The water footprint, water scarcity and crop water productivity are currently used as main indicators to assess water resources and agricultural sustainability5,6,7,8. Crop water productivity variation is closely related to climate, soil, socio-economic, human activities and other factors9. The crop water productivity is usually considered as ideal indicator to reflect the spatial variability affecting crop growth yield and water consumption. Therefore, assessing the impact of changes in cropping patterns on changes in water productivity is crucial for optimal utilization of water resources in agriculture.

At present, the research on the crop water productivity assessment and optimal allocation of agricultural water mainly includes three aspects. The first aspect is to optimize regional crop planting area using traditional mathematical optimization algorithms10. The second one is to establish a spatial distribution model to achieve spatial optimization of crops11. The third one is to simulate optimization based on some kinds of agent systems or dynamic systems. However, most of the studies focus on static optimization. Few studies are considering to assess the spatial heterogeneity and temporal dynamics of crop water productivity to optimize agricultural planting structure using an effective dynamic approach. Dynamic Bayesian networks (DBN) as a temporal extension of Bayesian networks is mainly used for ideal approach to model the dynamic process12. The thorny issue is that the data-driven DBNs place certain demands on the amount of data13. Yoon proposed a machine deep learning method (time series adversarial generative networks (TimeGAN)) for synthesizing time series14. TimeGAN has shown good performance in dynamic data augmentation. Therefore, how to combine TimeGAN and DBN to realize dynamic prediction of crop water productivity poses greater challenge.

The aim of this study establishes a dynamic optimization model framework integrating TImeGAN, Dynamic Bayesian networks (DBN) and multi-objective models to be applied in the Qira oasis of Xinjiang, Northwest China. The frameworks are to conduct (1) data augmentation of existing remote sensing data and statistical data by TimeGAN; (2) dynamic prediction of crop water demand and planting scale using DBN based on generated data; and (3) optimization of future crop planting structure using crop suitability assessment and multi-objective optimization model. This study can serve as an effective reference tool for decision-makers when determining future cropping plans.

- Data:
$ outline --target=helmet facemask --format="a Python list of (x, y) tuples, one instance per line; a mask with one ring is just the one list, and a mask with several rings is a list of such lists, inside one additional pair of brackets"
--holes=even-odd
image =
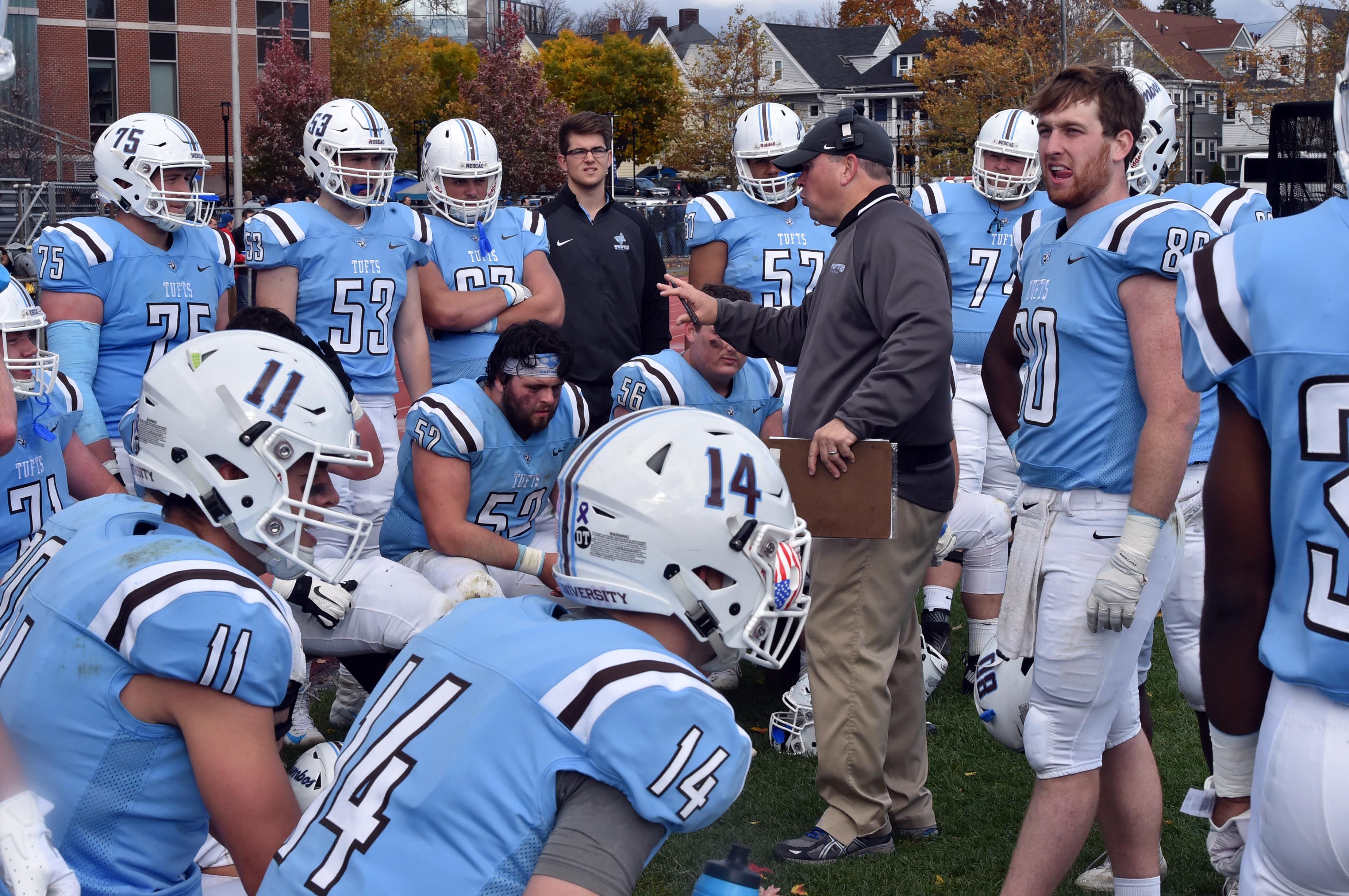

- The exercise:
Carry on the passage about crop water productivity in the Qira oasis from the point where it stops. The material plays no part in this exercise.

- Result for this exercise:
Study area

Qira oasis in Hotan Prefecture of Xinjiang, Northwest China was selected as the research area (\(80^{ \circ } \,03^{\prime}\,{\text{E}} - 82^{ \circ } \,13^{\prime}\,{\text{E}}\), \(35^{ \circ } \,18^{\prime}\,{\text{N}} - 39^{ \circ } \,30^{\prime}\,{\text{N}}\)) (Fig. 1), covering an area of 274.63 \({\text{km}}^{{2}}\). The Qira oasis belongs to a warm temperate arid desert climate. The annual average rainfall is only 33.5 mm, while the evaporation of water surface is 2505 mm. The Qira oasis relies primarily on the Qira River for water supply and agricultural irrigation. Originating from the central region of the northern slope of Kunlun Mountain, the Qira River is predominantly fed by a combination of meltwater from ice and snow as well as rainfall. The annual runoff volume between 1985 and 2018 amounted to 1.23 m3.

Figure 1
figure 1

The location of the Qira Oasis in the Hotan region of Xinjiang.

Qira oasis is a thriving place for agriculture, 90% of which can be farmed. Agriculture accounts for 97.7% of water resources, of which 82.1% comes from the Qira River and the remaining 17.9% comes from groundwater15. The wheat, maize, cotton, Chinese dates and walnut are major crops. The Chinese dates and walnu account for 59.4% and 23.0% of the Qira area, respectively. In recent years, due to the sustainable development of agriculture and water resources, irrigation water and water supply for arable land are increasing. This exacerbates the contradiction between supply and demand. To ensure certain water and food security, it is very important for water resource managers to adjust agricultural planting structure based on crop water demand and planting scale.

Methods and data

The research framework of this paper is shown in Fig. 2: (1) the index system is determined from the four aspects of driving force, pressure, state and influence through the conceptual framework of DPSIR16. Due to the finiteness of time series data, the time series generation Adversarial network (TimeGAN) in machine learning method is used to learn the whole index system and get more time series data; (2) the generated data were evaluated from both qualitative and quantitative aspects. Qualitative evaluation is to initially determine the fit between the original data and the generated data by the violin diagram of each index, and then consider the degree of coincidence after dimensionality reduction by applying principal component analysis (PCA) and T-Distributed Neighbor Embedding (t-SNE). The quantitative assessment is the Kolmogorov–Smirnov test to analyze the difference between the two sample distributions; (3) the generated data is used to build a dynamic Bayesian network prediction model to realize the dynamic change of the crop water productivity. Meanwhile, the multi-objective optimization model is applied to optimize the planting structure of five characteristic crops.

Figure 2
figure 2

Research framework in this study.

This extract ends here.